◆ The exercise
Repeat what the lines below say, word for word, and skip every image.

── Given entries ──

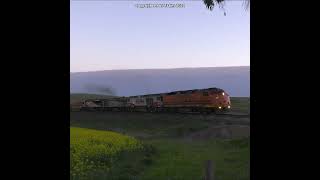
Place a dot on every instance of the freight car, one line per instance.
(196, 100)
(110, 104)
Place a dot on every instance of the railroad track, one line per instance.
(233, 115)
(195, 113)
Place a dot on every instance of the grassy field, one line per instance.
(105, 155)
(175, 154)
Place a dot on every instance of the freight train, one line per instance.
(196, 100)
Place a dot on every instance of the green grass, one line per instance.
(184, 160)
(167, 152)
(102, 154)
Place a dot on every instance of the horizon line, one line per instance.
(158, 68)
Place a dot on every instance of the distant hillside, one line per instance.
(235, 80)
(80, 97)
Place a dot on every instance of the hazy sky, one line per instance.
(117, 35)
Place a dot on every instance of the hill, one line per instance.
(235, 80)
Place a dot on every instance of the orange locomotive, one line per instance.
(197, 100)
(211, 99)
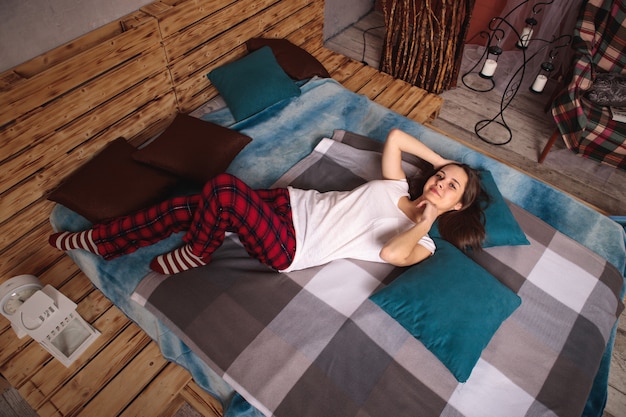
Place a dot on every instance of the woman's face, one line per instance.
(445, 189)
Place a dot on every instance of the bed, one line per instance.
(112, 90)
(324, 341)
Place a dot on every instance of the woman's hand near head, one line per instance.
(398, 142)
(428, 212)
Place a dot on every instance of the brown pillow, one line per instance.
(193, 149)
(112, 184)
(295, 61)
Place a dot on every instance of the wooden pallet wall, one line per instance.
(195, 44)
(127, 79)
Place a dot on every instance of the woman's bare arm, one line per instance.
(403, 249)
(398, 142)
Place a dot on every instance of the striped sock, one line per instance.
(178, 260)
(74, 240)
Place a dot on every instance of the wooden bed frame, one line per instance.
(129, 78)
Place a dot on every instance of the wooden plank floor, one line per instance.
(600, 186)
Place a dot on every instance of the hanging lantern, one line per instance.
(544, 73)
(527, 32)
(491, 63)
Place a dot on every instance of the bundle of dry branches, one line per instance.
(424, 41)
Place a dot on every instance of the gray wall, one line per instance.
(29, 28)
(339, 14)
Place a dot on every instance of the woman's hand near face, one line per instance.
(398, 142)
(427, 212)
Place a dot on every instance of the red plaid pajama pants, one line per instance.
(261, 218)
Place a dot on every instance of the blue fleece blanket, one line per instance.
(284, 134)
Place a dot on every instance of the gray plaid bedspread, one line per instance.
(311, 343)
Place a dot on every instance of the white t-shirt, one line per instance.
(348, 224)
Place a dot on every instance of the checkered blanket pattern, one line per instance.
(599, 44)
(310, 343)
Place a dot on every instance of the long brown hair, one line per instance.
(464, 228)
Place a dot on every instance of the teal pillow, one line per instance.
(450, 304)
(501, 227)
(253, 83)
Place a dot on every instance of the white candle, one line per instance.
(525, 37)
(489, 68)
(540, 83)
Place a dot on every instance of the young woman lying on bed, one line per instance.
(290, 229)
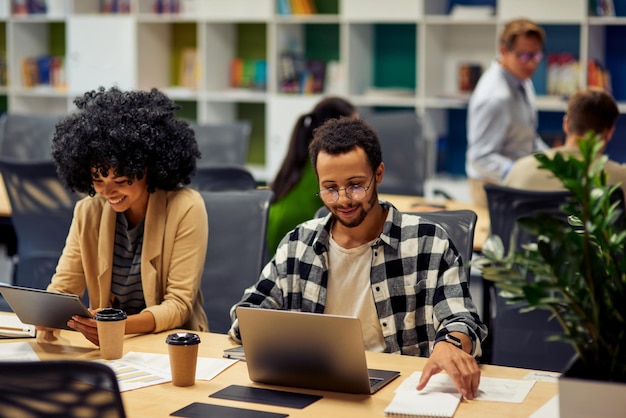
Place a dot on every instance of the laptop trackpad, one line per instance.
(380, 378)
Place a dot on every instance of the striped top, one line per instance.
(126, 279)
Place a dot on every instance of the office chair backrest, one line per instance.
(404, 151)
(59, 388)
(223, 177)
(42, 210)
(459, 224)
(224, 143)
(236, 250)
(25, 137)
(519, 339)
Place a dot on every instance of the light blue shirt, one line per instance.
(501, 124)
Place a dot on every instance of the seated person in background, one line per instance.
(398, 273)
(587, 110)
(501, 114)
(138, 241)
(295, 184)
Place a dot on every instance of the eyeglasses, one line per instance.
(529, 56)
(353, 192)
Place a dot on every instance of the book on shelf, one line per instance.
(166, 6)
(302, 7)
(562, 74)
(115, 6)
(598, 76)
(460, 11)
(248, 74)
(188, 72)
(284, 7)
(44, 70)
(469, 74)
(298, 75)
(26, 7)
(603, 7)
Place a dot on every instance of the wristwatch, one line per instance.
(452, 340)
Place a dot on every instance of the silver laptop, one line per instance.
(308, 350)
(43, 308)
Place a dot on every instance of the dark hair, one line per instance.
(298, 153)
(135, 133)
(521, 27)
(591, 110)
(339, 136)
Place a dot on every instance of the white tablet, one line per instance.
(43, 308)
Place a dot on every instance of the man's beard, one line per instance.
(362, 212)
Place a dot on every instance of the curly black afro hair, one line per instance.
(135, 133)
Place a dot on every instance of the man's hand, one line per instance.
(460, 366)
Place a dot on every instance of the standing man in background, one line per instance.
(502, 117)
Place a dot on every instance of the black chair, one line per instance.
(223, 177)
(23, 137)
(519, 339)
(59, 388)
(459, 224)
(404, 151)
(236, 250)
(42, 210)
(223, 143)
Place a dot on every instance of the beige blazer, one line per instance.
(172, 259)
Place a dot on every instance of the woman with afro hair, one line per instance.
(138, 241)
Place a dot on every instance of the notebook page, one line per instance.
(417, 404)
(438, 399)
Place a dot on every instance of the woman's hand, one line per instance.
(86, 326)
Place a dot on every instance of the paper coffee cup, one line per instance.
(111, 329)
(183, 352)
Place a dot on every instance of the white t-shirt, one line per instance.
(349, 290)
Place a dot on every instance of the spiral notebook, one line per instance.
(439, 398)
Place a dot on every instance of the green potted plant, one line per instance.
(576, 269)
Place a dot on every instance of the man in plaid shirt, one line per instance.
(398, 273)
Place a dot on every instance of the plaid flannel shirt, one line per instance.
(417, 279)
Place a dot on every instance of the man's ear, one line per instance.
(380, 173)
(565, 129)
(608, 134)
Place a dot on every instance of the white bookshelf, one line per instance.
(134, 50)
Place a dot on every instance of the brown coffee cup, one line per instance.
(111, 329)
(183, 352)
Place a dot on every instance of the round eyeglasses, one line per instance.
(529, 56)
(353, 192)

───

◆ Response for this exercise
Place a dot on every instance of the freight car, one line per instance.
(196, 100)
(110, 104)
Place a dot on every instance of the railroad track, one line per instance.
(233, 115)
(195, 113)
Place a dot on every instance of the grassy field, one line per instance.
(105, 155)
(175, 154)
Place a dot on every instance of the freight train, one line per instance.
(196, 100)
Place a dot on every instance of the green grass, one line per instance.
(184, 160)
(167, 152)
(102, 154)
Place a dot on every instance of the horizon line, one line per instance.
(158, 68)
Place a dot on every instance of the distant hillside, one line per instance.
(235, 80)
(80, 97)
Place a dot on every instance of the hazy sky, one line per instance.
(117, 35)
Place a dot on every instance of the hill, one line per instance.
(235, 80)
Place a dot on every instance of the orange locomotive, one line per instance.
(197, 100)
(211, 99)
Place a dot on every instance of the woman's face, one line per instance.
(445, 189)
Place a dot on every instance of the bed, one line per instance.
(112, 90)
(324, 341)
Place a dot on every instance of the woman's hand near head, one line per instance.
(398, 142)
(428, 212)
Place a dot on every instance of the brown pillow, one line per instance.
(193, 149)
(112, 184)
(295, 61)
Place a dot on every instance of the wooden pallet wall, one line per instance.
(195, 44)
(127, 79)
Place a dot on every instance of the woman's bare arm, one line per instance.
(403, 249)
(398, 142)
Place a dot on every instance of the striped sock, one line per instance.
(178, 260)
(74, 240)
Place a dot on every instance of the wooden bed frame, one line per instance.
(129, 78)
Place a dot on every instance of the wooden plank floor, one line per instance.
(600, 186)
Place a dot on every instance of the hanging lantern, one line per instance.
(544, 73)
(527, 32)
(491, 63)
Place a dot on every instance of the bundle of dry branches, one line per instance.
(424, 41)
Place a dot on every instance of the gray wall, one line per instance.
(29, 28)
(339, 14)
Place a dot on every instance of the woman's hand near face, one line per instance.
(398, 142)
(427, 212)
Place a dot on every instance of the red plaid pajama pants, one line per instance.
(261, 218)
Place a dot on every instance of the blue fleece blanket, one line per instance.
(284, 134)
Place a dot on every instance of the gray plaid bedspread, one line per instance.
(311, 343)
Place a dot on every instance of the white t-shirt, one line per instance.
(348, 224)
Place a dot on every instance of the checkered blanket pattern, one line per instance.
(599, 44)
(310, 343)
Place a dot on every instance of the long brown hair, one line per instance.
(464, 228)
Place a dot on every instance of the teal pillow, one line per instance.
(450, 304)
(501, 227)
(253, 83)
Place a dot on every instance of the white candle, one line per instance.
(525, 37)
(489, 68)
(540, 83)
Place a dot on every instance of the young woman lying on bed, one line per instance.
(290, 229)
Place a dot on every instance of the laptop trackpad, one line per instance.
(380, 378)
Place a dot on every instance of the striped top, one line per instance.
(126, 279)
Place a dot on every instance of the office chair backrest, one line per instance.
(404, 151)
(59, 388)
(223, 177)
(42, 210)
(459, 224)
(224, 143)
(236, 250)
(25, 137)
(519, 339)
Place a dot on every instance of the light blue shirt, one line per instance.
(501, 124)
Place a dot on every instance of the seated person in background, one line per instance.
(398, 273)
(587, 110)
(501, 114)
(138, 241)
(295, 184)
Place a dot on every instance of the eyeglasses, one line per instance.
(529, 56)
(353, 192)
Place a dot on every instance of the book on shelf, one line per instance.
(166, 6)
(302, 7)
(562, 74)
(115, 6)
(598, 76)
(460, 11)
(248, 74)
(188, 72)
(284, 7)
(44, 70)
(469, 74)
(298, 75)
(26, 7)
(603, 7)
Place a dot on every instance of the wristwatch, one line per instance.
(452, 340)
Place a dot on every instance of the silver laptop, one line per instance.
(308, 350)
(43, 308)
Place a dot on every instance of the dark hair, one line per instance.
(298, 153)
(135, 133)
(521, 27)
(591, 110)
(339, 136)
Place a dot on every instance of the white tablet, one line per instance.
(43, 308)
Place a dot on every instance of the man's beard, one line per instance.
(362, 212)
Place a dot on every instance of the curly black afro hair, one line per instance.
(135, 133)
Place a dot on every instance of the man's hand, one line per instance.
(460, 366)
Place a dot on every instance of the standing man in background, one line per instance.
(502, 117)
Place a dot on every instance of the black chair, one line per instance.
(223, 177)
(23, 137)
(519, 339)
(59, 388)
(459, 224)
(404, 151)
(236, 250)
(42, 210)
(223, 143)
Place a dot on every instance of the beige blazer, one line per instance.
(172, 259)
Place a dot on every instance of the woman with afro hair, one line per instance.
(138, 241)
Place a dot on every instance of the notebook page, one line per instance.
(417, 404)
(438, 399)
Place a dot on every instance of the woman's hand, one line per instance.
(86, 326)
Place a dot on every instance of the paper coffee cup, one line per instance.
(111, 329)
(183, 352)
Place a dot on every instance of the white t-shirt, one line per instance.
(349, 290)
Place a dot on every instance of the spiral notebook, one line per instance.
(439, 398)
Place a dot on every instance of the green potted plant, one line per instance.
(576, 269)
Place a dot on every instance of the man in plaid shirt, one line per instance.
(398, 273)
Place a dot on every instance of the plaid flannel shirt, one line per instance.
(417, 279)
Place a dot on every instance of the man's ear, one line per instance.
(380, 173)
(565, 129)
(608, 134)
Place a dot on every instance of the white bookshelf, one line per instance.
(134, 50)
Place a dot on every instance of the brown coffee cup, one line per instance.
(111, 329)
(183, 352)
Place a dot on every instance of the round eyeglasses, one line per instance.
(529, 56)
(353, 192)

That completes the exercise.